MATERIAL FOR THE TASK:

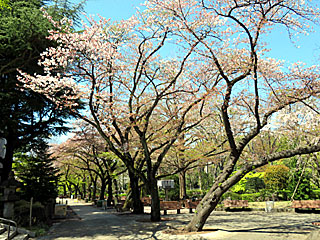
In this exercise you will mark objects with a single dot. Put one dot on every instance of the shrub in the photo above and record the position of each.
(231, 195)
(251, 197)
(276, 177)
(251, 182)
(22, 213)
(315, 194)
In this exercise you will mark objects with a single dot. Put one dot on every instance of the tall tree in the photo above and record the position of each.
(26, 117)
(37, 174)
(138, 102)
(133, 98)
(248, 83)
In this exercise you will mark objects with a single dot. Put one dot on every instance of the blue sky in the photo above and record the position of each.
(281, 47)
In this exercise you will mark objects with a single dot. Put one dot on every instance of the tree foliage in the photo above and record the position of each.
(276, 177)
(38, 175)
(141, 103)
(26, 116)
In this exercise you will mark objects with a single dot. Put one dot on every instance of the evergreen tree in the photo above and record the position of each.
(26, 117)
(38, 175)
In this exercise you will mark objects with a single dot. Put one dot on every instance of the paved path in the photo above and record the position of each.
(99, 224)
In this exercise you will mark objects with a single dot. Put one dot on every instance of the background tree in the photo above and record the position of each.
(27, 117)
(135, 96)
(248, 82)
(221, 60)
(37, 174)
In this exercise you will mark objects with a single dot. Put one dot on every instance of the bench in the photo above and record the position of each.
(120, 205)
(235, 204)
(146, 201)
(191, 204)
(305, 204)
(170, 205)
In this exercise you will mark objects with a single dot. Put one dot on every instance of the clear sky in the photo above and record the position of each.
(281, 47)
(279, 43)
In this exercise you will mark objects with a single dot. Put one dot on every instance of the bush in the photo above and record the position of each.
(231, 195)
(251, 197)
(315, 194)
(250, 183)
(196, 193)
(276, 177)
(22, 213)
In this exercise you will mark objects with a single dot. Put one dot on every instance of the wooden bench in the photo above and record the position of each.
(146, 201)
(120, 205)
(235, 204)
(305, 204)
(170, 205)
(191, 204)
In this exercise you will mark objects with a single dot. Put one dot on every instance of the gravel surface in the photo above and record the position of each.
(95, 223)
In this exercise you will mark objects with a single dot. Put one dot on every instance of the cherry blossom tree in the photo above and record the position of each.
(132, 92)
(231, 45)
(139, 101)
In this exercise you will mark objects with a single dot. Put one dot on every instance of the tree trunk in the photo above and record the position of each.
(224, 182)
(137, 205)
(8, 159)
(204, 209)
(115, 183)
(155, 201)
(110, 195)
(103, 189)
(94, 188)
(182, 185)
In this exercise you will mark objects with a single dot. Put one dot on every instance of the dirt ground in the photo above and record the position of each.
(95, 223)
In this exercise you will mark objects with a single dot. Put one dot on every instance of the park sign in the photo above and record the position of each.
(3, 143)
(165, 184)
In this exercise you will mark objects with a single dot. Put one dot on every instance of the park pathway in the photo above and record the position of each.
(98, 224)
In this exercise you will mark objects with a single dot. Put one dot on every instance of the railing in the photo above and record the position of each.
(10, 222)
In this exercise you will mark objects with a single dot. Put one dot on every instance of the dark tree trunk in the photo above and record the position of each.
(64, 190)
(115, 183)
(8, 159)
(110, 194)
(204, 209)
(155, 201)
(94, 189)
(135, 193)
(103, 189)
(182, 185)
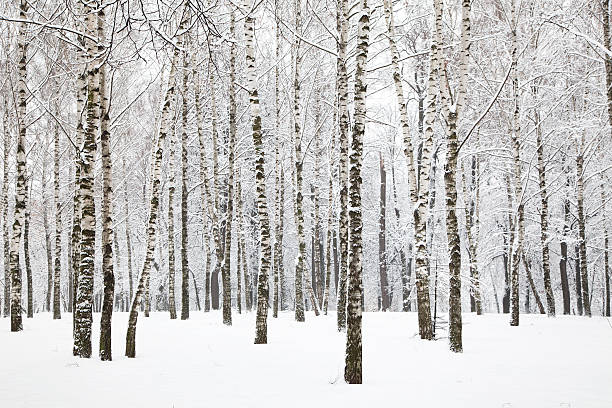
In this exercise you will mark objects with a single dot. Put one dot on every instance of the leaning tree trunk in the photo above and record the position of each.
(227, 268)
(472, 231)
(452, 115)
(5, 223)
(26, 253)
(206, 202)
(261, 330)
(107, 199)
(605, 17)
(48, 245)
(518, 186)
(330, 228)
(166, 116)
(606, 311)
(408, 150)
(353, 369)
(20, 187)
(343, 121)
(382, 232)
(279, 205)
(75, 236)
(248, 300)
(171, 244)
(184, 209)
(84, 302)
(564, 258)
(582, 227)
(299, 198)
(532, 286)
(58, 229)
(214, 211)
(550, 299)
(420, 212)
(128, 240)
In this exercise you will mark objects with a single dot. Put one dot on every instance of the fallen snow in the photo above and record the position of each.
(561, 362)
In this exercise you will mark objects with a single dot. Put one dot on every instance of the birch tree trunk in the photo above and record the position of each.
(20, 187)
(605, 17)
(550, 299)
(342, 81)
(171, 243)
(452, 114)
(248, 300)
(75, 237)
(563, 249)
(208, 212)
(353, 369)
(5, 220)
(166, 116)
(420, 212)
(128, 241)
(107, 199)
(297, 136)
(26, 253)
(606, 308)
(83, 318)
(518, 186)
(58, 228)
(582, 227)
(227, 286)
(184, 215)
(382, 232)
(261, 330)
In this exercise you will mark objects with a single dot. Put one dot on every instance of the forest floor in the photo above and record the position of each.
(562, 362)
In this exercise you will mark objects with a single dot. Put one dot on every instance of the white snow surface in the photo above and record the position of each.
(545, 362)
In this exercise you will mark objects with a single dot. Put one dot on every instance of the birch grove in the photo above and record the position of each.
(438, 162)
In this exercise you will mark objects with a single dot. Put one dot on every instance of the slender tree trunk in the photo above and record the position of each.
(227, 286)
(564, 258)
(171, 242)
(261, 330)
(579, 304)
(208, 212)
(20, 187)
(472, 231)
(299, 198)
(605, 17)
(248, 300)
(382, 232)
(353, 369)
(83, 318)
(184, 209)
(58, 229)
(48, 245)
(420, 213)
(534, 290)
(278, 249)
(343, 236)
(330, 228)
(75, 237)
(582, 228)
(26, 253)
(166, 116)
(107, 199)
(128, 240)
(450, 180)
(606, 308)
(518, 186)
(5, 220)
(550, 299)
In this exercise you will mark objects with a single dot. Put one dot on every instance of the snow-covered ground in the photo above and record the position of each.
(561, 362)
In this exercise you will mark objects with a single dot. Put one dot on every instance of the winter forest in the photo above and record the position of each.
(255, 202)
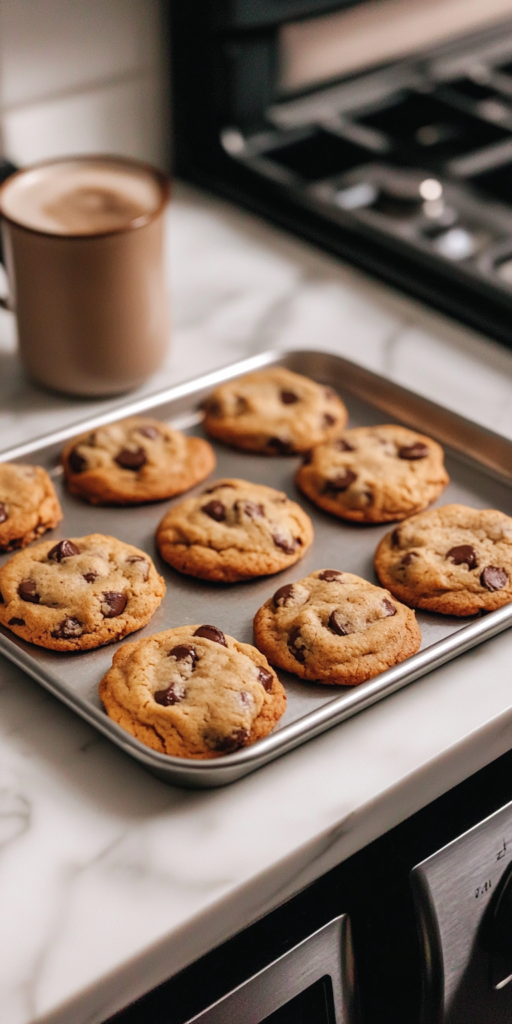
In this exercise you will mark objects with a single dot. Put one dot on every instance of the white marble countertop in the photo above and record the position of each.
(111, 881)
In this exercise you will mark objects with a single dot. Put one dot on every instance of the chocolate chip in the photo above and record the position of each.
(266, 679)
(216, 486)
(286, 545)
(28, 591)
(252, 509)
(280, 445)
(464, 554)
(413, 452)
(114, 604)
(284, 595)
(131, 459)
(211, 633)
(148, 432)
(242, 406)
(298, 652)
(65, 549)
(336, 626)
(213, 408)
(494, 578)
(342, 445)
(340, 482)
(77, 462)
(173, 694)
(409, 558)
(216, 510)
(289, 397)
(69, 629)
(227, 744)
(183, 651)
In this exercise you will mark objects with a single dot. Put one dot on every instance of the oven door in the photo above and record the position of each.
(463, 895)
(313, 983)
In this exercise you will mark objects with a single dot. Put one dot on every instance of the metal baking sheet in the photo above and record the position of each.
(480, 468)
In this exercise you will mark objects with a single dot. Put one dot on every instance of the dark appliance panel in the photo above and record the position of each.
(403, 168)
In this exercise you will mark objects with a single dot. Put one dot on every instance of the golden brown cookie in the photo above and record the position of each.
(29, 505)
(135, 461)
(79, 593)
(455, 559)
(374, 474)
(193, 692)
(333, 627)
(274, 412)
(235, 530)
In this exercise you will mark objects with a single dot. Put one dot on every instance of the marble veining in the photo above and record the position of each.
(110, 880)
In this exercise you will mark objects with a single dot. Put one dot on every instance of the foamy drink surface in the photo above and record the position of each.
(82, 197)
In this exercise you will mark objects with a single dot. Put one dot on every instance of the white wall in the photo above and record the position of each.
(82, 76)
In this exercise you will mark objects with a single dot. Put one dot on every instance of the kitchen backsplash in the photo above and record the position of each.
(83, 76)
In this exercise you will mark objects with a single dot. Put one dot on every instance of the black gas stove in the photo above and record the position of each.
(403, 167)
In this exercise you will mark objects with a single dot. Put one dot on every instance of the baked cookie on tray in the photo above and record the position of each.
(135, 461)
(235, 530)
(193, 692)
(456, 560)
(333, 627)
(374, 474)
(79, 593)
(29, 505)
(274, 412)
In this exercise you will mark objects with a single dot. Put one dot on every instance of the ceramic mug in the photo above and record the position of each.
(83, 242)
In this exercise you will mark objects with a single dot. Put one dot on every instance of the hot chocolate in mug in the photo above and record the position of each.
(83, 242)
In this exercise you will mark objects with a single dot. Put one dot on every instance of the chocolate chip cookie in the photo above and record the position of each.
(29, 505)
(193, 692)
(235, 530)
(274, 412)
(134, 461)
(455, 559)
(374, 474)
(333, 627)
(80, 593)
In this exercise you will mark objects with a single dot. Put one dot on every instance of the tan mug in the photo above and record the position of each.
(83, 242)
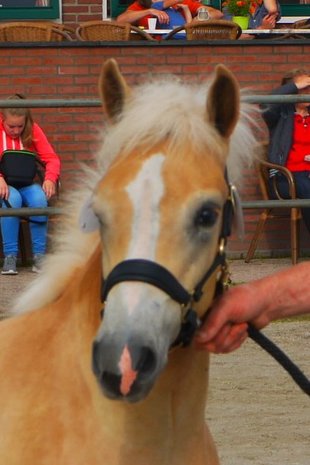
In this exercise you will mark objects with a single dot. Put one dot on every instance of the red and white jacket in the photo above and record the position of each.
(40, 146)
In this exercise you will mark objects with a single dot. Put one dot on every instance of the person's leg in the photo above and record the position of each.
(10, 224)
(302, 182)
(34, 197)
(9, 232)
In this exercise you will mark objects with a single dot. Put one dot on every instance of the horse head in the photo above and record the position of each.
(159, 208)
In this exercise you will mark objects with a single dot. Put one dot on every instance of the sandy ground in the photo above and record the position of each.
(257, 414)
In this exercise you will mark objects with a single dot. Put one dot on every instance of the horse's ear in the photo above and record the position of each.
(223, 101)
(113, 89)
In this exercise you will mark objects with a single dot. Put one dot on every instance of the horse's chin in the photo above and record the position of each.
(127, 371)
(137, 393)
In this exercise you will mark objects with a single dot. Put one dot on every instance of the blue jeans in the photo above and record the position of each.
(302, 183)
(30, 196)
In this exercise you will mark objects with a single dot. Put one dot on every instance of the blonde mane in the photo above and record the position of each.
(157, 111)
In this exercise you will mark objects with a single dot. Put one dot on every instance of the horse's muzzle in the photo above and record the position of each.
(125, 372)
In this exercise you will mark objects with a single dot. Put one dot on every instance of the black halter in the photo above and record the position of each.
(150, 272)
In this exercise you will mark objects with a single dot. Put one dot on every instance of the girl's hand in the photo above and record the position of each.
(49, 188)
(4, 189)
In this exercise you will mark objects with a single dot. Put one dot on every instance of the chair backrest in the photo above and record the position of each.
(267, 183)
(66, 32)
(24, 31)
(214, 29)
(109, 31)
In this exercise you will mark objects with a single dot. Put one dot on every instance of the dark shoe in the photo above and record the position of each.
(37, 262)
(9, 265)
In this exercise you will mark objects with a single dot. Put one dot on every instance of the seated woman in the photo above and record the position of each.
(18, 132)
(289, 130)
(266, 15)
(169, 13)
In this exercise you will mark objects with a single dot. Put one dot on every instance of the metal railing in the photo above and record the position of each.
(75, 103)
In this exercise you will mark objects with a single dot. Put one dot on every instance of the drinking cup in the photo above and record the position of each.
(203, 14)
(152, 23)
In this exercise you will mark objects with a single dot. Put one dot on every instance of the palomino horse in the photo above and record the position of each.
(82, 386)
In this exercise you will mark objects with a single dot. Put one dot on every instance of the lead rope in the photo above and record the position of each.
(265, 343)
(293, 370)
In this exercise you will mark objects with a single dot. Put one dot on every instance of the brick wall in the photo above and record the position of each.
(71, 71)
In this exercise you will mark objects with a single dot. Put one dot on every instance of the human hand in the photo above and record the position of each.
(225, 327)
(49, 188)
(302, 81)
(162, 16)
(269, 21)
(4, 189)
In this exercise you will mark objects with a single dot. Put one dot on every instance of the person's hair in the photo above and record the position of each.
(145, 3)
(290, 75)
(26, 134)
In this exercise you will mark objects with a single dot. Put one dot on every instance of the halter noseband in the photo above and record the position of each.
(150, 272)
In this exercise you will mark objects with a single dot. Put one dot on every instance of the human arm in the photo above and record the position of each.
(48, 156)
(283, 294)
(194, 6)
(271, 6)
(186, 12)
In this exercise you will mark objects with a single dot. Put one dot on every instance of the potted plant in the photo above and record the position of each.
(241, 10)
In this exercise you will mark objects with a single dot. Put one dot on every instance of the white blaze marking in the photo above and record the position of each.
(145, 193)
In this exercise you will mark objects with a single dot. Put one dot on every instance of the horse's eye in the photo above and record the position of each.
(206, 217)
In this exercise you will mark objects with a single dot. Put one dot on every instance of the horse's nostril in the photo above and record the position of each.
(147, 361)
(111, 381)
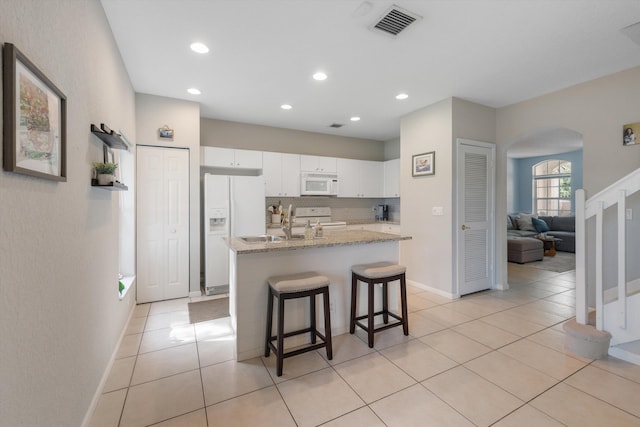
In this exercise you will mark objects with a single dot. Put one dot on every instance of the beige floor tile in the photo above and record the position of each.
(471, 309)
(554, 338)
(194, 419)
(167, 320)
(418, 359)
(141, 310)
(551, 362)
(346, 347)
(420, 326)
(363, 417)
(318, 397)
(163, 363)
(445, 316)
(231, 379)
(573, 407)
(214, 329)
(165, 338)
(525, 312)
(373, 377)
(620, 367)
(136, 325)
(385, 339)
(455, 346)
(486, 334)
(216, 350)
(295, 366)
(129, 346)
(264, 406)
(109, 409)
(417, 406)
(513, 324)
(474, 397)
(120, 375)
(162, 399)
(179, 304)
(618, 391)
(517, 378)
(527, 416)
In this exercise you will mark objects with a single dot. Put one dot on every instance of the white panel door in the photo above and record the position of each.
(163, 223)
(475, 216)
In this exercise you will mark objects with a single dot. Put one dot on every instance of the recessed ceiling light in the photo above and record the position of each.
(199, 47)
(320, 76)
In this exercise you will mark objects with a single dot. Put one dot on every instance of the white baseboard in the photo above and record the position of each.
(431, 289)
(96, 397)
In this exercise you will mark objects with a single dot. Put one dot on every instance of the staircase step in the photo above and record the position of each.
(629, 352)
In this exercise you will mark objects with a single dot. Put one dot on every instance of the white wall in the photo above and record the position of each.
(60, 316)
(597, 109)
(153, 112)
(428, 255)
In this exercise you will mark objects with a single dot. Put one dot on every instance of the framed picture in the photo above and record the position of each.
(35, 120)
(629, 133)
(165, 132)
(423, 164)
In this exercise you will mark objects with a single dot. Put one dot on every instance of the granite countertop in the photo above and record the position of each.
(334, 238)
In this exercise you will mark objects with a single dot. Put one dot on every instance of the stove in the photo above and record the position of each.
(313, 215)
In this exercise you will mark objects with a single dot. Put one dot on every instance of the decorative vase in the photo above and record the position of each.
(105, 179)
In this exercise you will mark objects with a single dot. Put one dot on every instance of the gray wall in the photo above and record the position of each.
(60, 316)
(220, 133)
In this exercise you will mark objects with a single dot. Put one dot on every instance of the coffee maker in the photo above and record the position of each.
(382, 212)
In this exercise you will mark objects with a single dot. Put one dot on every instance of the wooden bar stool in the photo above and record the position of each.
(302, 285)
(379, 272)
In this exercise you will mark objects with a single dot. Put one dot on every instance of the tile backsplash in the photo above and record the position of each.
(342, 209)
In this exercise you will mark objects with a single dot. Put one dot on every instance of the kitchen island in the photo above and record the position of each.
(331, 256)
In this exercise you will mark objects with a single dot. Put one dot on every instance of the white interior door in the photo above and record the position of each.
(475, 215)
(163, 223)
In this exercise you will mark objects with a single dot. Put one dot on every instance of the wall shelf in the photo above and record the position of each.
(109, 137)
(114, 186)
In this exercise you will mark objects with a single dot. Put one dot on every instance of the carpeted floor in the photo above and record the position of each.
(202, 311)
(563, 261)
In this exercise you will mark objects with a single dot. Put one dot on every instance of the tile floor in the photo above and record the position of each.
(493, 358)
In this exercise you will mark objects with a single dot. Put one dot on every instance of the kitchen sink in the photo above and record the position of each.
(270, 239)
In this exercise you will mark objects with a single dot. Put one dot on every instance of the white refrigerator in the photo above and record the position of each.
(233, 206)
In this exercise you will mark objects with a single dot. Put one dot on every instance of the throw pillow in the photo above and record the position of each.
(524, 222)
(540, 225)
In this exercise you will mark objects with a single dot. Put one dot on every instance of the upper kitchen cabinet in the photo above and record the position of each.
(360, 178)
(318, 164)
(281, 173)
(392, 178)
(229, 158)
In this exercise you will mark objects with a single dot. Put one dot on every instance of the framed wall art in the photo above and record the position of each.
(34, 120)
(630, 134)
(424, 164)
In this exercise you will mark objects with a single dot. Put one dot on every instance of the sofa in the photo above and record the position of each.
(524, 225)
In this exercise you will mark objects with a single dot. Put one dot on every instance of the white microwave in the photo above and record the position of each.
(318, 184)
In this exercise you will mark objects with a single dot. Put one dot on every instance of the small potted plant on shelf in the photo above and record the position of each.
(105, 172)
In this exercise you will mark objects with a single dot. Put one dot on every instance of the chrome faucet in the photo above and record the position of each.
(286, 224)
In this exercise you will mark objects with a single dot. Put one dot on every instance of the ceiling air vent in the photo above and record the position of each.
(395, 20)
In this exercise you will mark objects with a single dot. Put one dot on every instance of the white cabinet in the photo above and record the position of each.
(392, 178)
(281, 174)
(230, 158)
(360, 178)
(318, 164)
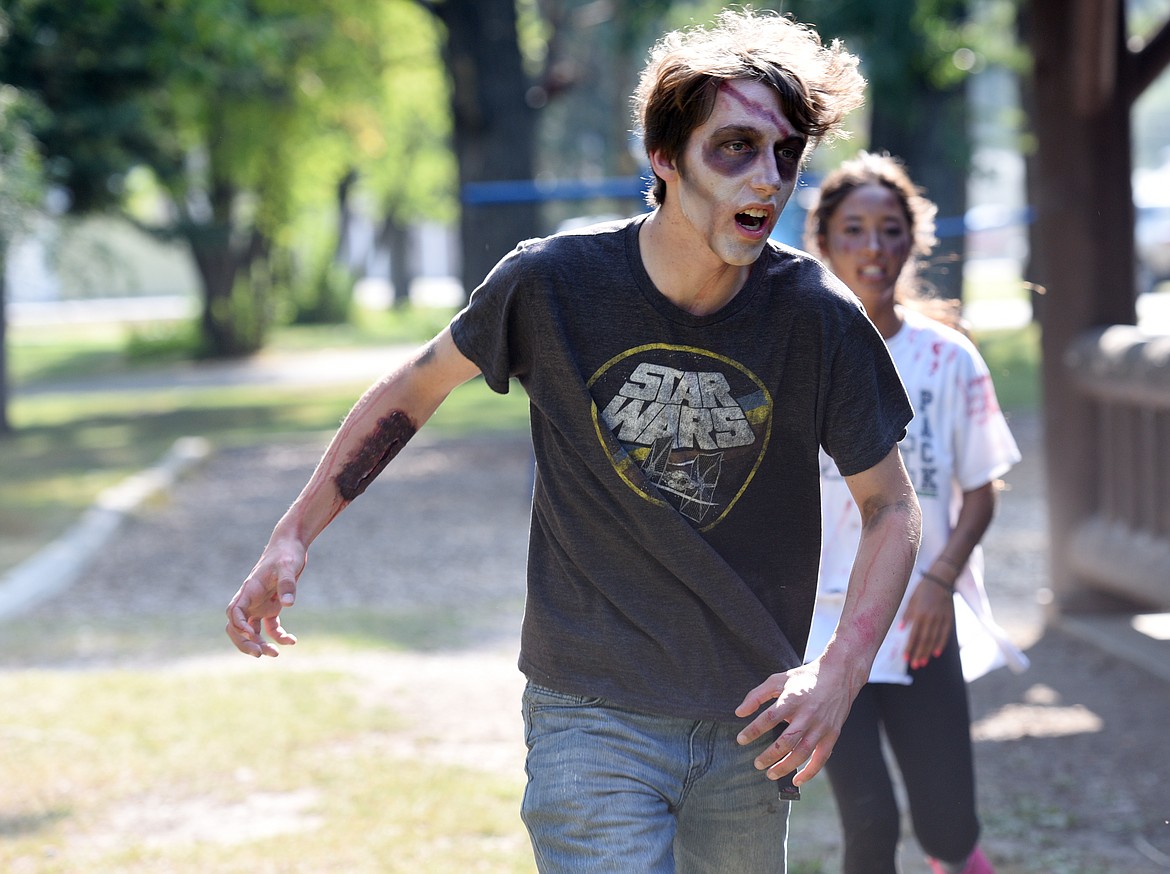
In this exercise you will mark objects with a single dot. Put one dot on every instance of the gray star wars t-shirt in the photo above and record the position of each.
(675, 520)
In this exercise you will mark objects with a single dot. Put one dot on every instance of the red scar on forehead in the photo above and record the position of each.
(757, 109)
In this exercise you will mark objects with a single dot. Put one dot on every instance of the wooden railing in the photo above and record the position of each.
(1123, 545)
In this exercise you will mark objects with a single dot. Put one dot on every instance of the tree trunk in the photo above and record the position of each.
(396, 239)
(234, 315)
(495, 126)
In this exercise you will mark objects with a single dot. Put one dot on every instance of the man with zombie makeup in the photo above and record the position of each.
(683, 372)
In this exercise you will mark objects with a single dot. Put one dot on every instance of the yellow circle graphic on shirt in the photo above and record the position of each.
(682, 426)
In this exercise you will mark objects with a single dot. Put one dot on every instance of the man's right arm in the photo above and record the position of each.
(376, 429)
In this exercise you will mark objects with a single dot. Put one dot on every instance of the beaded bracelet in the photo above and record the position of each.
(952, 563)
(940, 582)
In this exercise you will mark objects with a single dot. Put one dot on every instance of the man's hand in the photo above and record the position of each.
(257, 604)
(814, 709)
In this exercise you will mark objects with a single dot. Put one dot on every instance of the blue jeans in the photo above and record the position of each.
(625, 792)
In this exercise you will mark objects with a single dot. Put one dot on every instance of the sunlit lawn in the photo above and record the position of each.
(214, 768)
(68, 445)
(129, 764)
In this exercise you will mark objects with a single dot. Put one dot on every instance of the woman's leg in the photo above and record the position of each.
(864, 791)
(928, 725)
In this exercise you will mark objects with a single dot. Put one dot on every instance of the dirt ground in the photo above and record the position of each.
(1072, 756)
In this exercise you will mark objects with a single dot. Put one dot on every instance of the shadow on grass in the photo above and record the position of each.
(20, 825)
(36, 641)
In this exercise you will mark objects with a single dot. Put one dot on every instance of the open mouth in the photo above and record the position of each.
(752, 220)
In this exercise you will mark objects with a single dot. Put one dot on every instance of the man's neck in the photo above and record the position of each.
(683, 269)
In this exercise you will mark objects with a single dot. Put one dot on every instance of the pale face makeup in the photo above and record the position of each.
(737, 172)
(867, 242)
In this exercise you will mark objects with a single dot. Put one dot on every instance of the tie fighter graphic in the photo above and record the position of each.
(692, 482)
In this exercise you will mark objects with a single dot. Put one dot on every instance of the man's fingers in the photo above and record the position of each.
(286, 591)
(277, 633)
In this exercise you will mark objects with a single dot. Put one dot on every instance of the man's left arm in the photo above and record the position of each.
(814, 699)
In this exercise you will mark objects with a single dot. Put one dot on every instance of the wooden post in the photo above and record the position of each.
(1084, 235)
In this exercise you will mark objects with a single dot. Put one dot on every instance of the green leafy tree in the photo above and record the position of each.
(228, 104)
(916, 56)
(20, 193)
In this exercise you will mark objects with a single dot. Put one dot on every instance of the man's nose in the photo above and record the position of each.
(768, 178)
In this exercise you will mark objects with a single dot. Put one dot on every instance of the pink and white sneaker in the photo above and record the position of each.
(977, 864)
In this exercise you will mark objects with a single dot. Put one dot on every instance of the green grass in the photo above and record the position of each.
(70, 445)
(257, 770)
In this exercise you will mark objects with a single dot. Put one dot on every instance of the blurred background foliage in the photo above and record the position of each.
(256, 133)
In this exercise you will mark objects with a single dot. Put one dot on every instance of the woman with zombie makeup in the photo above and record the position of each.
(869, 226)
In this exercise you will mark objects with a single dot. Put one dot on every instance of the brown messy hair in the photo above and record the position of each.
(818, 85)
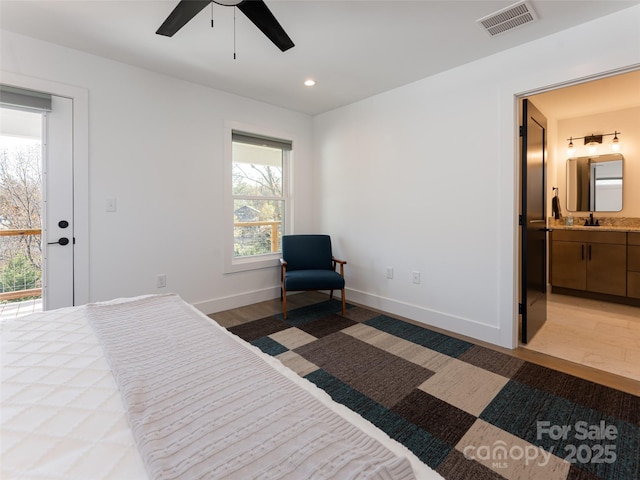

WHAT THE TASK REQUIRES: Only the lines from the line with "the woman with" through the end of the entries above, copied exactly and with both ends included, belong in the response; the pictures do not.

RESULT BELOW:
In this exercise you will mark objects with a single dot. Put one dot on every instance of the woman with zombie makeup in the photo above and record the position of each.
(869, 226)
In this exercise you will mark objects with a single dot. Put one dot on every instance of the brown messy hair in the photo above and record the position of each.
(818, 85)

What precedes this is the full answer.